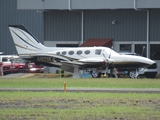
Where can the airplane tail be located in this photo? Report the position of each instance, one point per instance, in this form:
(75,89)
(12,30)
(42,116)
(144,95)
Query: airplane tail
(25,42)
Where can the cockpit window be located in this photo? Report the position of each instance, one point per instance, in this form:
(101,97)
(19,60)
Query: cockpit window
(79,52)
(64,52)
(98,51)
(58,53)
(71,52)
(87,52)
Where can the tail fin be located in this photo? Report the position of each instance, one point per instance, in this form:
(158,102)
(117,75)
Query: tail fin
(25,42)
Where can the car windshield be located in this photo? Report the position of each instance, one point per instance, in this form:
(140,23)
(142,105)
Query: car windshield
(18,61)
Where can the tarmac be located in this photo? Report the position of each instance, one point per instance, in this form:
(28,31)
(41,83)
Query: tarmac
(107,90)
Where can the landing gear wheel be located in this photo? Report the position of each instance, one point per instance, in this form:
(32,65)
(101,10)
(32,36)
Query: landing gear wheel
(95,74)
(132,74)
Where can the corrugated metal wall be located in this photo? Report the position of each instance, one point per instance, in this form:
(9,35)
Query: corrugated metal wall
(130,25)
(62,25)
(154,25)
(66,25)
(9,14)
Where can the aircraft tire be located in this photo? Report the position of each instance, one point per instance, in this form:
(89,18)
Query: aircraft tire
(95,74)
(132,74)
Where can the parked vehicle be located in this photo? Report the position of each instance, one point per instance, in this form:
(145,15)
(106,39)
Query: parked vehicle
(17,65)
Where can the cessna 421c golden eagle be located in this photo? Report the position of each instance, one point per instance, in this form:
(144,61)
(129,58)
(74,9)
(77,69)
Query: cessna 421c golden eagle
(73,59)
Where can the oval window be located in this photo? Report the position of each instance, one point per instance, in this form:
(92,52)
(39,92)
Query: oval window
(64,52)
(87,52)
(79,52)
(71,52)
(58,53)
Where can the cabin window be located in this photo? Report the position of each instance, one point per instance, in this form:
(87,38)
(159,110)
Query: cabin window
(71,52)
(64,52)
(141,49)
(79,52)
(87,52)
(58,53)
(155,51)
(98,51)
(125,47)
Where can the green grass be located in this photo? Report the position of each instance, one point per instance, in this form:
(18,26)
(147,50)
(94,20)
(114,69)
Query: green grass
(79,106)
(80,83)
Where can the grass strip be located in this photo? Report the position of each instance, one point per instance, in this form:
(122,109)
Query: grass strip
(80,83)
(80,106)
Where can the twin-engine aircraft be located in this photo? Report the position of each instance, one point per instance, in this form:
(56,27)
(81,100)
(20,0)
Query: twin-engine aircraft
(73,59)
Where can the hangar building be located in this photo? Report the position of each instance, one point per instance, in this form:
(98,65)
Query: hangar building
(132,25)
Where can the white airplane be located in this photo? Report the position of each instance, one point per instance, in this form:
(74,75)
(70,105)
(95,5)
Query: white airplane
(73,59)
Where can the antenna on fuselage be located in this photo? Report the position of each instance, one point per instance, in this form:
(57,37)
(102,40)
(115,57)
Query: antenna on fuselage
(110,52)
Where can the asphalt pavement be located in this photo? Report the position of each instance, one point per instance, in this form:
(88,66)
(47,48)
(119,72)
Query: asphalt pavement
(107,90)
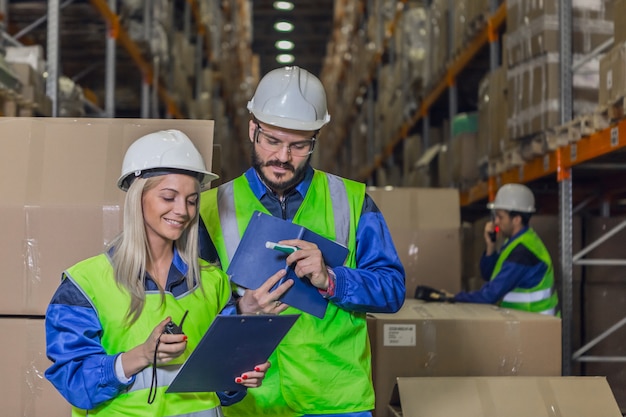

══════════════════════════════

WHAT THE TASK REQUIRES –
Reproduce all of the entries, replacing "in this photo" with "in this image" wherever it occurs and keeping everything else unchanged. Omit the pictures.

WRITTEN SOLUTION –
Where can the airplane tail be located in this image? Report the position of each instance, one point per instance, in this form:
(75,89)
(12,30)
(42,116)
(144,95)
Query: airplane tail
(25,42)
Where can the cockpit window be located in this image? Report the position of each instance, one point per instance, in this form:
(101,97)
(19,60)
Query: cockpit window
(79,52)
(64,52)
(98,51)
(58,53)
(71,52)
(87,52)
Where can the tail fin be located in this image? Report the position of each instance, one point per instance, in this form:
(158,102)
(117,75)
Query: tail fin
(25,42)
Where can the car windshield be located in this image? Report the position of each instance, one point per instance, in this form:
(140,23)
(142,105)
Query: car windshield
(18,61)
Where can the tarmac be located in this image? Report the position of each instance, one point per instance, in this form:
(28,31)
(41,83)
Query: tarmac
(107,90)
Where can the landing gear wheel be located in this image? Report the position of each instance, one point per instance, in this form:
(32,65)
(101,10)
(32,36)
Query: landing gear wheel
(95,74)
(132,74)
Where can the corrugated metal wall be located in this image? Report the position of each instance, one point per instance, in this form:
(9,35)
Query: corrugated metal wall
(130,25)
(62,25)
(154,25)
(66,25)
(9,14)
Where can the aircraft tire be located in this image? Report the position of each instance, one point per instance, in this form:
(89,18)
Query: aircraft tire
(95,74)
(132,74)
Where can the parked vehicle be located in this image? Report the position of each instance, one point per instance, in this form:
(145,15)
(106,39)
Query: parked vehicle
(17,65)
Where can the cessna 421c golden eagle be located in this image? Report the position of each instance, one point per instance, in this form:
(144,61)
(129,58)
(74,9)
(77,69)
Query: cessna 421c golden eagle
(73,59)
Where can the oval window be located in this image? Report the position of each instance, one point per instance, in this form:
(92,52)
(39,92)
Query: oval window
(64,52)
(87,52)
(79,52)
(71,52)
(58,53)
Where can the cabin window be located in this image? Report the position of each instance, one point per instance, in this form:
(87,38)
(159,110)
Query: cabin window
(71,52)
(64,52)
(141,49)
(79,52)
(87,52)
(58,53)
(155,51)
(98,51)
(125,47)
Where can the green grass be located in this image? Report the position of each instance, one point per instance, in this form:
(18,26)
(147,50)
(94,20)
(114,69)
Query: green grass
(79,106)
(80,83)
Where can the grass strip be located in this image? Report the position of each instance, one point per instance, in this form:
(122,109)
Query: grass strip
(80,83)
(80,106)
Where can the twin-engine aircraft be located in this image? Report the position of each instance, one point per instance, in this form:
(56,27)
(81,100)
(20,0)
Query: twin-engine aircraft
(73,59)
Where can the hangar building be located in this image? Report the position of each instance, one point per instance, in this form:
(98,65)
Query: hangar building
(132,25)
Where can the white airplane be located in this image? Report the position of each instance, one point per instance, in this form:
(74,75)
(70,105)
(95,5)
Query: white airplane
(73,59)
Where can the antenna on fuselage be located in this image? Report the position of each instance, one point per instance, in this form:
(57,37)
(102,40)
(115,57)
Query: antenna on fuselage
(110,52)
Where can the asphalt pavement be located in this image? Report the position of each instance, one point per instance, in this form:
(88,66)
(47,48)
(119,72)
Query: asphalt pavement
(107,90)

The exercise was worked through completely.